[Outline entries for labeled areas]
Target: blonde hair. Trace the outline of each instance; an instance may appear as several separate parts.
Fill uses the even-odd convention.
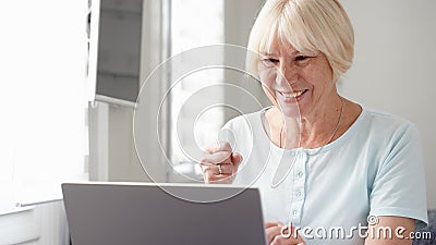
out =
[[[302,53],[323,52],[337,81],[347,72],[354,53],[354,30],[337,0],[268,0],[253,25],[246,69],[258,74],[258,53],[274,41],[290,44]]]

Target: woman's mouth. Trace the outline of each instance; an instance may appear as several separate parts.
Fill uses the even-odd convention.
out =
[[[292,102],[292,101],[299,101],[306,91],[307,89],[295,90],[290,93],[279,91],[279,94],[283,97],[286,102]]]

• Directions:
Present every line of the material above as a numbered list, skipping the blank lines. Leave the pictures out of your answer.

• Complete response:
1. Target: blonde hair. Trace the outline of each instance; an instance may appear as several separate parts.
2. Fill uses the even-odd convention.
3. out =
4. [[[302,53],[323,52],[337,81],[347,72],[354,53],[354,30],[337,0],[268,0],[253,25],[246,69],[258,74],[258,53],[274,41],[290,44]]]
5. Target: woman's mouth. Trace the outline of each instance; an instance may appear as several separate parts.
6. Fill uses the even-odd convention.
7. out =
8. [[[292,102],[292,101],[299,101],[306,91],[307,89],[295,90],[290,93],[279,91],[279,94],[283,97],[286,102]]]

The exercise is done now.